[Begin Dataset entries]

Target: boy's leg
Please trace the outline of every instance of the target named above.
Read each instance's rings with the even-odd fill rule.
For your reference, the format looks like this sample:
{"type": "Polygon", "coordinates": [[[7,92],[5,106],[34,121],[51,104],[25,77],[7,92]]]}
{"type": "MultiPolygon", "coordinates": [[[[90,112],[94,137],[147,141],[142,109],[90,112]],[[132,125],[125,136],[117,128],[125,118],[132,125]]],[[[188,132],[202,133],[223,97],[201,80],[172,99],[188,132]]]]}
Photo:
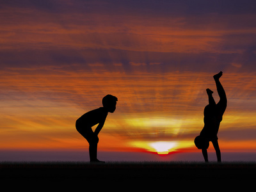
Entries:
{"type": "Polygon", "coordinates": [[[214,99],[212,97],[213,92],[210,89],[207,89],[206,92],[207,93],[208,95],[209,104],[215,105],[216,102],[214,99]]]}
{"type": "Polygon", "coordinates": [[[208,162],[207,150],[206,148],[202,148],[202,152],[203,153],[204,161],[205,161],[205,162],[208,162]]]}
{"type": "Polygon", "coordinates": [[[227,108],[227,95],[226,93],[225,92],[224,88],[222,86],[221,83],[220,81],[220,78],[222,76],[222,72],[214,75],[213,78],[214,79],[215,83],[217,87],[217,92],[220,96],[220,102],[218,103],[218,105],[220,106],[221,112],[224,113],[225,110],[227,108]]]}
{"type": "Polygon", "coordinates": [[[212,141],[213,147],[214,147],[216,156],[217,156],[217,161],[218,162],[221,162],[221,156],[220,153],[220,150],[219,147],[219,143],[218,143],[218,140],[212,141]]]}
{"type": "Polygon", "coordinates": [[[96,161],[97,159],[97,143],[93,143],[89,145],[89,155],[90,155],[90,161],[96,161]]]}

[End Dataset entries]

Task description:
Output these lines as a numbered list, skipping blank lines and covering all of the material. Leave the pictures out of your answer.

Answer to this exercise:
1. Target: boy's leg
2. Please trace the outline of every instance of the target named above.
3. Read each instance's rings with the even-odd fill rule.
4. For your reference, the format looks like this sample:
5. {"type": "Polygon", "coordinates": [[[7,92],[5,106],[34,121],[51,104],[25,77],[7,92]]]}
6. {"type": "MultiPolygon", "coordinates": [[[[90,112],[94,137],[147,141],[142,109],[90,112]],[[132,125],[125,136],[117,128],[125,118],[132,125]]],[[[188,132],[202,133],[223,97],[201,80],[172,99],[188,132]]]]}
7. Photo:
8. Entries:
9. {"type": "Polygon", "coordinates": [[[214,99],[212,97],[213,92],[210,89],[207,89],[206,92],[207,93],[208,95],[209,104],[215,105],[216,102],[214,99]]]}
10. {"type": "Polygon", "coordinates": [[[208,162],[207,150],[206,148],[202,148],[202,152],[203,153],[204,161],[205,161],[205,162],[208,162]]]}
11. {"type": "Polygon", "coordinates": [[[227,108],[227,95],[226,93],[225,92],[224,88],[222,86],[221,83],[220,81],[220,78],[222,76],[222,72],[214,75],[213,78],[214,79],[215,83],[217,87],[217,92],[220,96],[220,102],[218,103],[218,105],[220,106],[221,112],[224,113],[225,110],[227,108]]]}
12. {"type": "Polygon", "coordinates": [[[212,141],[213,147],[214,147],[216,156],[217,156],[217,161],[218,162],[221,162],[221,156],[220,153],[220,150],[219,147],[219,143],[218,143],[218,140],[212,141]]]}
13. {"type": "Polygon", "coordinates": [[[96,161],[97,159],[97,143],[93,143],[89,145],[89,155],[90,155],[90,161],[96,161]]]}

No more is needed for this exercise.